[Start of section]

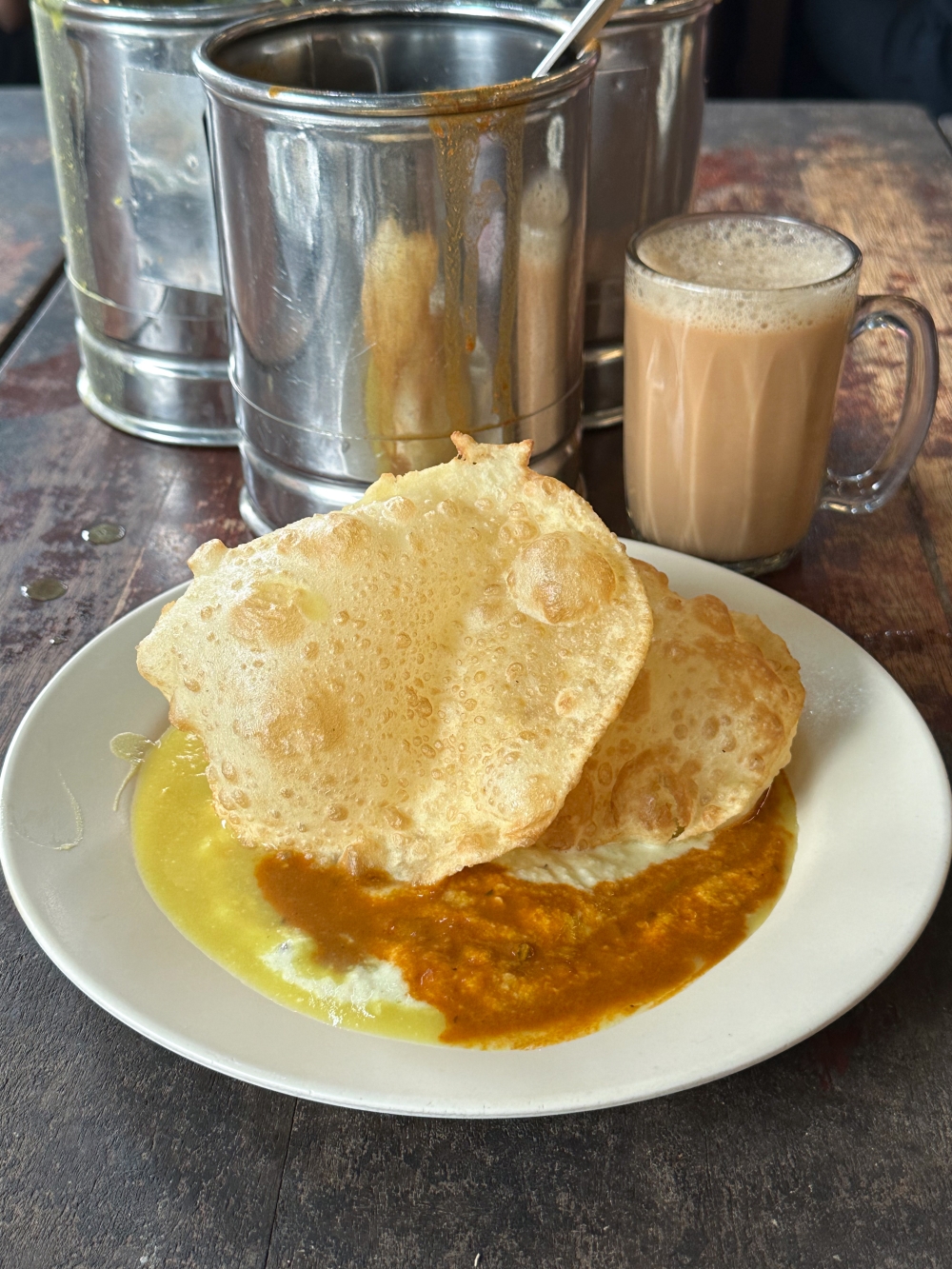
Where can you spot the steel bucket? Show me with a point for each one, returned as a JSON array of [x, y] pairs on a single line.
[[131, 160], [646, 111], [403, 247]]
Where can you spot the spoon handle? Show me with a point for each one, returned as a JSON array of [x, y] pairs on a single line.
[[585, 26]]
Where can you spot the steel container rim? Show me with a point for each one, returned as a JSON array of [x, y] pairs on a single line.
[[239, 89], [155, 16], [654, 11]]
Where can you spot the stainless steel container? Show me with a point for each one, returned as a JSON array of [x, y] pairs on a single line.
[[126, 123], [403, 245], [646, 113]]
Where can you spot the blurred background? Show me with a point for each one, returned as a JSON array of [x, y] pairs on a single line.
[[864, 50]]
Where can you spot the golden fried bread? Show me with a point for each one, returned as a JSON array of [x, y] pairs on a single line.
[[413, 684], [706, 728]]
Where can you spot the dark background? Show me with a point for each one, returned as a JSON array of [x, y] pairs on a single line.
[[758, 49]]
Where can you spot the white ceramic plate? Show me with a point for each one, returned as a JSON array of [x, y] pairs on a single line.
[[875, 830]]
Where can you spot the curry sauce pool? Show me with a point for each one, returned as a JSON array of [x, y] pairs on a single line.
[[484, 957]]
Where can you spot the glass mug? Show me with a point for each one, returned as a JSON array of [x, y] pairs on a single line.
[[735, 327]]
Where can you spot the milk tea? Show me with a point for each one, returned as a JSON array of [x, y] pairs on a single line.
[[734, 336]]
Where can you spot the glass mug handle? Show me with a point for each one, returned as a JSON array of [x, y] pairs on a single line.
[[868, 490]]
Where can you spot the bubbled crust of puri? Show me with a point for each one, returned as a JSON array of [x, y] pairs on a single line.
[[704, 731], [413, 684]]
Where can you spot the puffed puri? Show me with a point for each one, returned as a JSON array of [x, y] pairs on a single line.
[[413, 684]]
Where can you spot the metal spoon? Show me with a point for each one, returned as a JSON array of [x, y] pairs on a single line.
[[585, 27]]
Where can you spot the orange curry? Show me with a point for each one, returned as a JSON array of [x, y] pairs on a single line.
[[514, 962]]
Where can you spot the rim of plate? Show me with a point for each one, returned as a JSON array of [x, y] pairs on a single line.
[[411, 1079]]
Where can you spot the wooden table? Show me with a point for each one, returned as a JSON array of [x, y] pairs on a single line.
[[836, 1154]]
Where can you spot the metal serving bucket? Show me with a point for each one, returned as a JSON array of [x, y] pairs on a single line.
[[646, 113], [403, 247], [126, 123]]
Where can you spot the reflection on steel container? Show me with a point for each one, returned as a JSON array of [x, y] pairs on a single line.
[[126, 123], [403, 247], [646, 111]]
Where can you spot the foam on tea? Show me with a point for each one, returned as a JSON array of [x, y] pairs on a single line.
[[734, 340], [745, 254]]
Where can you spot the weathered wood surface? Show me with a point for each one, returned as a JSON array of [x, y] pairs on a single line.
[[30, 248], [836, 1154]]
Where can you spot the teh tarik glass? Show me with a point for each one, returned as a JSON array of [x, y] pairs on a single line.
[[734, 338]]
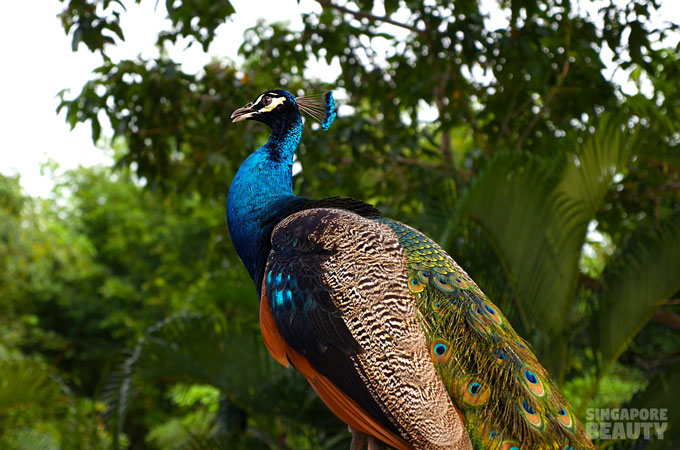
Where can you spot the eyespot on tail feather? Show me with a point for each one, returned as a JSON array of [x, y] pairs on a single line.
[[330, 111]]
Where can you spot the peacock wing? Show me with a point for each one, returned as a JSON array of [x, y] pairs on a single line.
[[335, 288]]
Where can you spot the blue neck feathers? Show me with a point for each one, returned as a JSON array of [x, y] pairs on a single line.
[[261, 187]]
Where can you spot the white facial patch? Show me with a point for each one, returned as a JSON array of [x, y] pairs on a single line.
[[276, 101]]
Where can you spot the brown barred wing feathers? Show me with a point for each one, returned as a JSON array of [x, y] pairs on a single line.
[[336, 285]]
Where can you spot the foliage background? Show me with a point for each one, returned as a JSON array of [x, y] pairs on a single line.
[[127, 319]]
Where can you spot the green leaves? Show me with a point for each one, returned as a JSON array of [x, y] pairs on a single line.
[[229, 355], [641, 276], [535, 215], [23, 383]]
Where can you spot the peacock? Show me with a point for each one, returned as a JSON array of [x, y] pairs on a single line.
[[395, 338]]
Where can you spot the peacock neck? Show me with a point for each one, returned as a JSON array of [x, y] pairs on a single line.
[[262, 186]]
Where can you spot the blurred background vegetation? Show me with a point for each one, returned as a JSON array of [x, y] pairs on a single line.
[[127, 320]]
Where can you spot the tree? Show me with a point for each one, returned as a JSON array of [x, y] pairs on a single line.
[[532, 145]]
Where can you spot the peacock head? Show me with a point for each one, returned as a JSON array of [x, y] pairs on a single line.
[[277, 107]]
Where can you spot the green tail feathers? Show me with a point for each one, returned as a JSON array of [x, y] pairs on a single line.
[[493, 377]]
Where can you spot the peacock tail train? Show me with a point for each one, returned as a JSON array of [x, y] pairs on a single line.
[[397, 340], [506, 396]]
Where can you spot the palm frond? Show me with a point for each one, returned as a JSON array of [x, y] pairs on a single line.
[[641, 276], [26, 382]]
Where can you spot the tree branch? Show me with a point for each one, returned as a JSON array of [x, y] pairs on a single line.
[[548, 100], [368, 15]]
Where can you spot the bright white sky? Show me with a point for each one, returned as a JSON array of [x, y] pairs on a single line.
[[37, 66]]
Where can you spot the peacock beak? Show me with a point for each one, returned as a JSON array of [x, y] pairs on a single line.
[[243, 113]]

[End of section]

Exercise description:
Word for word, reproduce all of the data, but keep out the pictures.

Your solution:
Where can you spot the steel bucket? Show me with a point for each one, returned as a JSON array of [x, y] pairs on a single line.
[[131, 160], [646, 111], [403, 247]]
Where can you spot the spoon handle? Show me with a point for each one, returned as a JSON array of [x, y] pairs on a single line.
[[585, 26]]
Where can you spot the steel container rim? Show me with a point for each one, returned as a JSON array of [x, y] pairs on a single line.
[[239, 89], [155, 16], [654, 11]]
Where can you spot the stainless steel container? Show me with a point for each one, returned as a JSON array of [x, y] pairs on a single line.
[[126, 123], [403, 245], [646, 113]]
Where can you spot the blurred background? Show me with a point for each one, returned as a JSON array of [x, y] pairs on a single line.
[[864, 50]]
Where can you spot the golden fried bread? Show me with a point for each one, returned as a JSON array of [x, y] pairs on a single line.
[[413, 684], [706, 728]]
Where can you spot the dark background? Show me with a point for each one, returned as a JSON array of [x, y] pairs on a single line.
[[758, 49]]
Where can you spot the white ceramic plate? Show me with a point for each one, returned as a JSON array of [x, y] pairs on a single line.
[[875, 830]]
Where can you spot the curry sauce pool? Show me with a point for each one, returned as a JSON array of [x, y] pairs on a single line.
[[484, 957]]
Where can you spot the glass mug? Show me with a point for each one, returned as a JSON array of [x, y] pairs on a single line.
[[735, 327]]
Where can you spot the milk tea? Show me with a point for each one, returned as a JSON array of [x, y] pairs on a single line.
[[734, 336]]
Where can you spot the glass mug handle? Show me with a point for each one, returned as a JSON array of [x, y] pairs on a single line.
[[868, 490]]
Where can you spot the bubbled crust of puri? Show me with a point for each one, returned as a JSON array of [x, y] pairs on a single line.
[[704, 731], [413, 684]]
Where can you spot the puffed puri? Show me with a point for each one, returned as a JSON array of [x, y] pairs on a single line.
[[413, 684]]
Where can you spot the metal spoon? Show me with a point for each one, returned as a JSON array of [x, y] pairs on a single line.
[[585, 27]]
Where can you spot the orange curry? Show me with a point for each one, returned as a JSON array of [x, y] pairs on a single line.
[[514, 962]]
Where can you spot the rim of plate? Show me with a point for each one, returned as a JSON array of [x, y] pairs on a single line.
[[411, 1079]]
Where can you spot the wooden table? Show me with a point for each one, returned as a JSON array of [x, y] pairs on a single line.
[[836, 1154]]
Where can you spot the metal serving bucket? Show me with a point for each one, returned as a JSON array of [x, y] pairs on a single line.
[[646, 113], [403, 247], [126, 123]]
Where can you spot the reflection on steel container? Show me with a point for each one, returned as a JSON array of [x, y] pairs on a single line.
[[126, 123], [403, 247], [646, 111]]
Where can you spot the foam on tea? Show me with a point for each one, returned as a JSON array of [x, y] pairs on a single line.
[[734, 340], [745, 254]]
Where can you spot the weathered wood surface? Show me with a point for each one, returned as a JSON array of [x, y] pairs on a single line.
[[30, 248], [836, 1154]]
Where can you spot the teh tarik glass? Show me with a point for each one, returned as a JSON array of [x, y] pairs on a single line.
[[734, 338]]
Where can you spot the eyespot on tail feather? Show me with a point for each one, returned as a JSON array of [x, y] pairs on a single line.
[[330, 111]]
Where can you spot the peacock wing? Show me with a point for each one, returned as a JSON array of [x, y] pairs on a single line.
[[335, 288]]
Where can you spot the blue neck feathers? Show me with a point for each one, returned as a JSON array of [x, y] pairs on a single line.
[[261, 187]]
Where can you spot the white facial patch? Show me with a point for each one, returned as a JSON array of [x, y] pairs on a single line.
[[276, 101]]
Where can you spot the brown barred wing feathers? Show me with a point for each one, returned as a JSON array of [x, y] pairs on a single line.
[[336, 285]]
Where can you spot the foliage background? Show me with a point for each one, returned as a JSON array of [x, y] pairs on a single line.
[[127, 319]]
Where can you spot the green leaves? Show me with a point for each one, returned as a JSON array of [x, y] pairs on a single line.
[[229, 355], [641, 276], [535, 215], [23, 383]]
Where can you spot the peacock? Show me with a point for each one, returned as a JSON array of [x, y] pairs on a single line.
[[395, 338]]
Where can you spot the peacock neck? Show me with a point for each one, returned as a JSON array of [x, y] pairs on a single line.
[[262, 186]]
Where can you spot the blurred background vegetation? Show me with a point for each one, returned as a JSON array of [x, y] pairs on a single line.
[[127, 320]]
Where can you spot the tree? Show me with a point for each one, returned as a JSON array of [x, y] pairs on a single line.
[[532, 145]]
Where can you spot the peacock head? Show me with a point for each one, returned as a JSON array of [x, y] pairs on a single line.
[[277, 107]]
Where can you spot the green tail feathers? Show me with a point for each one, returned as a JSON array of [x, y] pairs on a single line.
[[493, 377]]
Where can you spot the peacock tail train? Show me with a point for each one, returned as a JSON array of [x, y] pairs on a single line.
[[397, 340], [506, 396]]
Where can you spot the palm frond? Show me with a point for each one, returned as a JSON array of [x, y] pairs on a single line.
[[641, 276], [26, 382]]
Where can you spot the tree branch? Show me with a point for each one, returned as a JSON array of [x, y] pairs on a single line.
[[548, 100], [368, 15]]
Where can you spot the bright white sky? Show me with a point for each one, returned as a JSON array of [x, y] pairs on a single line.
[[37, 66]]
Where can you spot the peacock beak? Show me with a point for each one, returned as a JSON array of [x, y] pairs on a single line.
[[243, 113]]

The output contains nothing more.